§ **Input records**
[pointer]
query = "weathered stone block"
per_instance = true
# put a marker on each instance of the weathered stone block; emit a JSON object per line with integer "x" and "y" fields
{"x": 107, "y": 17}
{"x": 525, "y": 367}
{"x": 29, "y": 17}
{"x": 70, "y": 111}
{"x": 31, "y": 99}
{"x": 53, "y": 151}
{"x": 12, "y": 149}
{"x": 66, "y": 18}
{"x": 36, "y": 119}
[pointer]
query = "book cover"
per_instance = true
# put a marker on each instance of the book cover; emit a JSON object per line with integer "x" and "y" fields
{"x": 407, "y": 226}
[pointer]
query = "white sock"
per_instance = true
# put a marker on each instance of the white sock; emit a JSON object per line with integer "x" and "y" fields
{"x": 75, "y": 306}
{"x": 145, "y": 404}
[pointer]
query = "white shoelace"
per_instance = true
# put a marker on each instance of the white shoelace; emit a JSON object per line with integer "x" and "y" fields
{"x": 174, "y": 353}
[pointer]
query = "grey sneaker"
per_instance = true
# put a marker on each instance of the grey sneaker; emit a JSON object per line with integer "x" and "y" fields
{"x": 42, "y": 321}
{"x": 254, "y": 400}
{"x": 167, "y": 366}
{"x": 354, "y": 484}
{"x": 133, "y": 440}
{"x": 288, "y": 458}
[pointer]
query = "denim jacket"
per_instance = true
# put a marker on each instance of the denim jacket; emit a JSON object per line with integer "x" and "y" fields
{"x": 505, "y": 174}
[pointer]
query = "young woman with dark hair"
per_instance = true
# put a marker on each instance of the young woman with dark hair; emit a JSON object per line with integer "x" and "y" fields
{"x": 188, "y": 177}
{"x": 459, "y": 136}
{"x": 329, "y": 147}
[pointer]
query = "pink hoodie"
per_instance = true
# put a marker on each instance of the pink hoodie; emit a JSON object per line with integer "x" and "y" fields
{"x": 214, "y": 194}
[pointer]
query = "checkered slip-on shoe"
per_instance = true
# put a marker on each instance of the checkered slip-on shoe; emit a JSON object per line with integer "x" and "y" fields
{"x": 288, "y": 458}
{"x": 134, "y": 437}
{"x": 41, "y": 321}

§ **Written task**
Can you lay out every line of the records above as a Markdown table with a "Row" column for the line number and a "Line" column for the text, leaving out blank lines?

§ **Result below**
| Row | Line |
|---|---|
| 1 | [pointer] |
| 2 | query = "weathered stone block" |
| 3 | per_instance = true |
| 4 | # put a marker on each instance of the weathered stone block; emit a JSON object per line with integer "x" and "y" fields |
| 5 | {"x": 107, "y": 17} |
| 6 | {"x": 525, "y": 367} |
| 7 | {"x": 29, "y": 17} |
| 8 | {"x": 70, "y": 111} |
| 9 | {"x": 31, "y": 99} |
| 10 | {"x": 53, "y": 151} |
| 11 | {"x": 12, "y": 149} |
| 12 | {"x": 66, "y": 18} |
| 13 | {"x": 36, "y": 119} |
| 14 | [pointer] |
| 15 | query = "book cover" |
| 16 | per_instance = true |
| 17 | # put a marker on each instance of the book cover; emit a JSON object per line with integer "x" and "y" fields |
| 18 | {"x": 407, "y": 226} |
| 19 | [pointer] |
| 20 | query = "white sock" |
| 21 | per_instance = true |
| 22 | # put a marker on each instance of the white sock; emit a JSON object per line with integer "x" and "y" fields |
| 23 | {"x": 75, "y": 306} |
| 24 | {"x": 145, "y": 404} |
| 25 | [pointer] |
| 26 | query = "white shoelace" |
| 27 | per_instance = true |
| 28 | # put a marker on each instance of the white shoelace; emit a JSON object per line with integer "x" and "y" fields |
| 29 | {"x": 174, "y": 353} |
| 30 | [pointer] |
| 31 | query = "grey sneaker" |
| 32 | per_instance = true |
| 33 | # put a marker on each instance of the grey sneaker; emit a JSON object per line with integer "x" and "y" fields |
| 34 | {"x": 42, "y": 321} |
| 35 | {"x": 254, "y": 400} |
| 36 | {"x": 167, "y": 366} |
| 37 | {"x": 354, "y": 484} |
| 38 | {"x": 133, "y": 440} |
| 39 | {"x": 288, "y": 458} |
| 40 | [pointer] |
| 41 | query = "denim jacket" |
| 42 | per_instance = true |
| 43 | # put a marker on each instance of the denim jacket; emit a JSON object per line with integer "x" and "y" fields |
| 44 | {"x": 505, "y": 174} |
| 45 | [pointer] |
| 46 | query = "young woman with dark hair" |
| 47 | per_instance = true |
| 48 | # put a marker on each instance of the young woman with dark hair; emit a JSON object per line with integer "x" and "y" fields |
| 49 | {"x": 188, "y": 177} |
| 50 | {"x": 459, "y": 136} |
| 51 | {"x": 329, "y": 147} |
| 52 | [pointer] |
| 53 | query = "pink hoodie" |
| 54 | per_instance = true |
| 55 | # put a marker on each instance of the pink hoodie; emit a JSON object per line with integer "x" and "y" fields |
| 56 | {"x": 214, "y": 194} |
| 57 | [pointer] |
| 58 | query = "checkered slip-on shoe" |
| 59 | per_instance = true |
| 60 | # put a marker on each instance of the checkered slip-on shoe; emit a JSON object per line with integer "x" and "y" fields |
| 61 | {"x": 288, "y": 458} |
| 62 | {"x": 134, "y": 437} |
| 63 | {"x": 41, "y": 321} |